(Position identification records)
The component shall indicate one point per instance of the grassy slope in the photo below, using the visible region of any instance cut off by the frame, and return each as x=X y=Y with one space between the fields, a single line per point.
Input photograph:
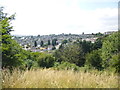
x=47 y=78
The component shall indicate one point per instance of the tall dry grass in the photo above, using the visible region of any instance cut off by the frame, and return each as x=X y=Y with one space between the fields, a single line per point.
x=47 y=78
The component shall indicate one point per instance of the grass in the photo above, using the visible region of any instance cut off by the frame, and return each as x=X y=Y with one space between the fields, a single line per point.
x=48 y=78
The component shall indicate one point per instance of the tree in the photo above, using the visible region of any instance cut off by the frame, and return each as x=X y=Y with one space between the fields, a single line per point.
x=98 y=43
x=54 y=42
x=110 y=48
x=64 y=41
x=46 y=60
x=93 y=59
x=87 y=46
x=70 y=53
x=41 y=43
x=49 y=42
x=11 y=56
x=35 y=43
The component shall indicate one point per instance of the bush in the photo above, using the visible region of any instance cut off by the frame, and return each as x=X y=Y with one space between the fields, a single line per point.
x=93 y=60
x=65 y=66
x=46 y=60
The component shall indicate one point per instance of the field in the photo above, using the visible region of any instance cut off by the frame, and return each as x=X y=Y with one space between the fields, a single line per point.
x=48 y=78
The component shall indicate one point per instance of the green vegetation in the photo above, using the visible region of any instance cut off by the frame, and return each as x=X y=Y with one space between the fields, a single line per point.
x=103 y=55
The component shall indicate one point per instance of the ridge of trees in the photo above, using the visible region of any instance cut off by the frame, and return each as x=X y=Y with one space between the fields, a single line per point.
x=101 y=55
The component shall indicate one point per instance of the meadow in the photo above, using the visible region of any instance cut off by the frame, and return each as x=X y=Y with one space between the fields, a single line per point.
x=49 y=78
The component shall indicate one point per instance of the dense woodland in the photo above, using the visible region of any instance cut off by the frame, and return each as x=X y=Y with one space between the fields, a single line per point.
x=101 y=55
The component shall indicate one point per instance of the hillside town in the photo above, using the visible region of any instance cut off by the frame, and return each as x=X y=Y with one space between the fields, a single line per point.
x=41 y=43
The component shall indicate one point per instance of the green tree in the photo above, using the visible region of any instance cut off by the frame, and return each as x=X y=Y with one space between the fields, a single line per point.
x=46 y=60
x=93 y=59
x=110 y=48
x=54 y=42
x=35 y=43
x=49 y=42
x=70 y=53
x=41 y=43
x=64 y=41
x=11 y=56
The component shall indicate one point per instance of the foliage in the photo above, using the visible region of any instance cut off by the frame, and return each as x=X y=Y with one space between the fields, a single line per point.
x=46 y=60
x=54 y=42
x=98 y=43
x=35 y=43
x=49 y=42
x=11 y=55
x=70 y=53
x=109 y=48
x=64 y=41
x=87 y=46
x=65 y=66
x=93 y=59
x=41 y=43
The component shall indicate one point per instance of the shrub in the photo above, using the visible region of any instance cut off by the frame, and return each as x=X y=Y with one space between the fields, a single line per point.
x=46 y=60
x=66 y=66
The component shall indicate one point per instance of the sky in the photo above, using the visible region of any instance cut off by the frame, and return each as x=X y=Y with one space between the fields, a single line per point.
x=44 y=17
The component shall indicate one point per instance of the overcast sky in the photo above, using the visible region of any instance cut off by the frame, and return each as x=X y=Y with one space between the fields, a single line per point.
x=44 y=17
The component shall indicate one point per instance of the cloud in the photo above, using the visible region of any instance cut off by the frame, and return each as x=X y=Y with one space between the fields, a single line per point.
x=59 y=16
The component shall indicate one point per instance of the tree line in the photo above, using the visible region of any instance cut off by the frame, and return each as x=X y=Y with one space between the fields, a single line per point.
x=101 y=55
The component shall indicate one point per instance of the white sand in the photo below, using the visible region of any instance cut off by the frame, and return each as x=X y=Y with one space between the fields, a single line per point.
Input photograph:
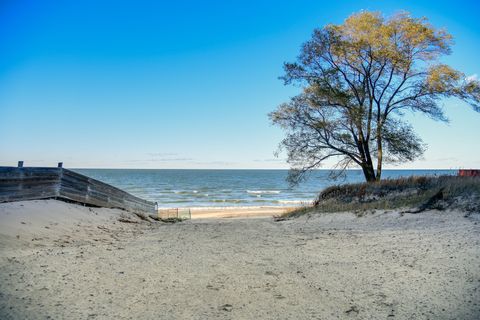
x=332 y=266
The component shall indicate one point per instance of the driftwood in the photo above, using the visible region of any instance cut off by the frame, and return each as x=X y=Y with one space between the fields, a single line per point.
x=127 y=220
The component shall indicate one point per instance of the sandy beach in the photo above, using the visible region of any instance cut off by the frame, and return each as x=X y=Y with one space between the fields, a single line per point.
x=64 y=261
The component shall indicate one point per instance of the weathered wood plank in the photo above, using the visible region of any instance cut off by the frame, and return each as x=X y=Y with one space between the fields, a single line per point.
x=26 y=183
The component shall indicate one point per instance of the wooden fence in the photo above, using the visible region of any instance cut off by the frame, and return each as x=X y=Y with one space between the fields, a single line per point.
x=29 y=183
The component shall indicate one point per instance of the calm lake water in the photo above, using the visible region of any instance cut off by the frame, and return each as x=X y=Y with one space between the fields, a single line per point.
x=220 y=188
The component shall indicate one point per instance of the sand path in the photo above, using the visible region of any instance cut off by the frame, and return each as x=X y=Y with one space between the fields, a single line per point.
x=336 y=266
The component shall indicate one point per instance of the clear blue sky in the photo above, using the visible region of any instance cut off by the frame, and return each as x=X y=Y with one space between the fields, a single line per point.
x=185 y=84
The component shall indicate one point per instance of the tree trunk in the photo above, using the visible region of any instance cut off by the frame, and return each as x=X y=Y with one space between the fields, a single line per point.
x=368 y=172
x=379 y=155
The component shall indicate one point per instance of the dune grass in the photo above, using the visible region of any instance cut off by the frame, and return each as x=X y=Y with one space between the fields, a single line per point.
x=457 y=192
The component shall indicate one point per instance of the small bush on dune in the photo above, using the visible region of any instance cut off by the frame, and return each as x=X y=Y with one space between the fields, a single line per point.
x=410 y=192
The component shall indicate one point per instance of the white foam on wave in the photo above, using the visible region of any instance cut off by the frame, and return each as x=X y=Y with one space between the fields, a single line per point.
x=263 y=191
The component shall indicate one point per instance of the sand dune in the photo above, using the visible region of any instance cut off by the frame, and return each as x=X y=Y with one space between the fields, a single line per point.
x=88 y=265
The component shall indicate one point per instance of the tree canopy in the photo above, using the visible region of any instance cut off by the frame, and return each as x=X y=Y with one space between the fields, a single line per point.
x=358 y=79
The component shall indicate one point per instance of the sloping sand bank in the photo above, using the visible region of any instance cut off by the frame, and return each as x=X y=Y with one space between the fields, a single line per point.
x=333 y=266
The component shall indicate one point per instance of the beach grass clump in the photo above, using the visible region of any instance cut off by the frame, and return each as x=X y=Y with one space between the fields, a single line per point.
x=402 y=193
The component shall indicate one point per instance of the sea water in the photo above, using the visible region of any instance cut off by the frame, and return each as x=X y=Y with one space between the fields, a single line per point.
x=172 y=188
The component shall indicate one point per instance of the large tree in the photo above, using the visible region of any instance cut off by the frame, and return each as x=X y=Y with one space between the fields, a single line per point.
x=358 y=79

Stated problem: Recast all the items above as a JSON list of strings, with one string for each line and no blank lines. Leave the pictures out.

Complete response:
[
  "The component shall indicate one point per instance of the grassy slope in the photo below, using the visible region of any instance cut off by the frame, and return each as x=X y=Y with one space between the fields, a single line per point.",
  "Input photograph:",
  "x=47 y=78",
  "The component shall indicate one point per instance of the tall dry grass in the photo above, using the visible region of any instance cut off by the frame, and return each as x=X y=Y with one space between the fields, a single line per point.",
  "x=47 y=78",
  "The component shall indicate one point per instance of the grass in the photo above, using the visible region of any instance cut off by the frame, and return each as x=X y=Y with one space between the fields, a single line per point.",
  "x=48 y=78",
  "The component shall indicate one point per instance of the tree in the photo above, using the visible region of any instance cut off by the frame, and return each as x=X y=Y with one space between the fields, a single line per point.",
  "x=98 y=43",
  "x=54 y=42",
  "x=110 y=48",
  "x=64 y=41",
  "x=46 y=60",
  "x=93 y=59",
  "x=87 y=46",
  "x=70 y=53",
  "x=41 y=43",
  "x=49 y=42",
  "x=11 y=56",
  "x=35 y=43",
  "The component shall indicate one point per instance of the bush in the photo above, using the visible region of any instance cut off by the frame, and return each as x=X y=Y with one space between the fields, a single line per point.",
  "x=93 y=60",
  "x=65 y=66",
  "x=46 y=60",
  "The component shall indicate one point per instance of the field in the photo above, using the visible region of any instance cut off by the frame, and return each as x=X y=Y with one space between the fields, a single line per point.",
  "x=48 y=78",
  "The component shall indicate one point per instance of the green vegetation in the photo above, using the visible region of any instance cut off by the frame, and return each as x=X y=Y with one space between the fields, a single line per point.",
  "x=103 y=55",
  "The component shall indicate one point per instance of the ridge of trees in the photo above, using the visible region of any instance cut off by the frame, and return each as x=X y=Y with one space between the fields, a single line per point.",
  "x=101 y=55",
  "The component shall indicate one point per instance of the meadow in the photo above, using the visible region of any instance cut off by the frame, and return each as x=X y=Y with one space between the fields, a single line per point.",
  "x=49 y=78",
  "The component shall indicate one point per instance of the dense woodland in the photo above, using the visible region of any instance cut off by the frame, and return each as x=X y=Y with one space between the fields, a single line per point.",
  "x=101 y=55",
  "The component shall indicate one point per instance of the hillside town in the photo above, using the visible region of any instance cut off by the frame, and return each as x=X y=Y with one space between the fields, a single line per point.",
  "x=41 y=43",
  "The component shall indicate one point per instance of the green tree in the photo above, using the visible region of any instance cut off by the frame, and return each as x=X y=Y with one space between the fields, a single line per point.",
  "x=46 y=60",
  "x=93 y=59",
  "x=110 y=48",
  "x=54 y=42",
  "x=35 y=43",
  "x=49 y=42",
  "x=70 y=53",
  "x=41 y=43",
  "x=64 y=41",
  "x=11 y=56",
  "The component shall indicate one point per instance of the foliage in the photo above, using the visible region of any instance cut off by the frame, and return each as x=X y=Y with one space between the fields, a single line per point.",
  "x=46 y=60",
  "x=54 y=42",
  "x=98 y=43",
  "x=35 y=43",
  "x=49 y=42",
  "x=11 y=55",
  "x=70 y=53",
  "x=109 y=48",
  "x=64 y=41",
  "x=87 y=46",
  "x=65 y=66",
  "x=93 y=59",
  "x=41 y=43",
  "The component shall indicate one point per instance of the shrub in the photo above, using the visible region of any instance cut off by the frame, and return each as x=X y=Y with one space between the fields, a single line per point.",
  "x=46 y=60",
  "x=66 y=66",
  "The component shall indicate one point per instance of the sky in the photo above, using the visible region of any instance cut off by the frame, and return each as x=X y=Y with one space between the fields, a single line per point.",
  "x=44 y=17",
  "The component shall indicate one point per instance of the overcast sky in the photo above, using the visible region of any instance cut off by the frame, and return each as x=X y=Y with one space between the fields, a single line per point.",
  "x=44 y=17",
  "The component shall indicate one point per instance of the cloud in the photo above, using the visible region of any instance cut off by the frame, and return each as x=X y=Y with one space between the fields, a single line per point.",
  "x=59 y=16",
  "The component shall indicate one point per instance of the tree line in the photo above, using the visible region of any instance cut off by the frame, and return each as x=X y=Y with one space between the fields, a single line per point.",
  "x=101 y=55",
  "The component shall indicate one point per instance of the white sand in the photo below, using the visible region of any instance cut off by the frame, and return each as x=X y=Y with one space between the fields, a single line per point.",
  "Input photograph:",
  "x=332 y=266",
  "The component shall indicate one point per instance of the driftwood in the photo above, using the visible region of any instance cut off by the frame, and return each as x=X y=Y with one space between the fields, a single line per point.",
  "x=127 y=220",
  "The component shall indicate one point per instance of the sandy beach in the photo above, using the visible region of any instance cut off by the frame, and return each as x=X y=Y with one space between the fields, a single line per point.",
  "x=64 y=261",
  "The component shall indicate one point per instance of the weathered wood plank in the photo above, using the visible region of any instance cut off by the frame, and return each as x=X y=Y with one space between the fields, a single line per point.",
  "x=26 y=183",
  "The component shall indicate one point per instance of the wooden fence in the photo above, using the visible region of any instance cut off by the frame, and return each as x=X y=Y with one space between the fields, a single line per point.",
  "x=29 y=183",
  "The component shall indicate one point per instance of the calm lake water in the photo above, using the visible region of any instance cut off by the frame, and return each as x=X y=Y with one space between the fields, a single line per point.",
  "x=220 y=188",
  "The component shall indicate one point per instance of the sand path in the photo above, using the visible region of any instance cut off by the frame, and return each as x=X y=Y with one space between the fields, a single line per point.",
  "x=336 y=266",
  "The component shall indicate one point per instance of the clear blue sky in the photo above, using the visible region of any instance cut off by the frame, and return each as x=X y=Y with one space between the fields, a single line per point.",
  "x=185 y=84",
  "The component shall indicate one point per instance of the tree trunk in the photo above, using the visible region of any instance cut off by the frame, and return each as x=X y=Y with one space between the fields, a single line per point.",
  "x=368 y=172",
  "x=379 y=155",
  "The component shall indicate one point per instance of the dune grass in the photo above, using the visible region of any instance cut off by the frame, and return each as x=X y=Y with one space between the fields, a single line per point.",
  "x=457 y=192",
  "The component shall indicate one point per instance of the small bush on dune in the photo above, using the visible region of any instance cut off by the frame, and return each as x=X y=Y with one space between the fields, a single line per point.",
  "x=410 y=192",
  "The component shall indicate one point per instance of the white foam on wave in the photo above, using the visible region of any instance cut off by the frame, and return each as x=X y=Y with one space between the fields, a single line per point.",
  "x=263 y=191",
  "The component shall indicate one point per instance of the sand dune in the photo above, using the visible region of any instance cut off by the frame, and return each as x=X y=Y with one space between the fields, a single line per point.",
  "x=88 y=265",
  "The component shall indicate one point per instance of the tree canopy in the photo above, using the visible region of any instance cut off by the frame, and return each as x=X y=Y with one space between the fields, a single line per point.",
  "x=358 y=79",
  "The component shall indicate one point per instance of the sloping sand bank in the photo above, using the visible region of any instance cut off by the frame, and return each as x=X y=Y with one space between the fields, a single line per point.",
  "x=333 y=266",
  "The component shall indicate one point per instance of the beach grass clump in the photo above, using the visible region of any instance cut off by the frame, and return each as x=X y=Y with one space between the fields, a single line per point.",
  "x=402 y=193",
  "The component shall indicate one point per instance of the sea water in the photo above, using the visible region of any instance cut off by the frame, and return each as x=X y=Y with one space between the fields, a single line per point.",
  "x=172 y=188",
  "The component shall indicate one point per instance of the large tree in the photo above, using the visible region of any instance cut off by the frame, and return each as x=X y=Y with one space between the fields, a single line per point.",
  "x=358 y=79"
]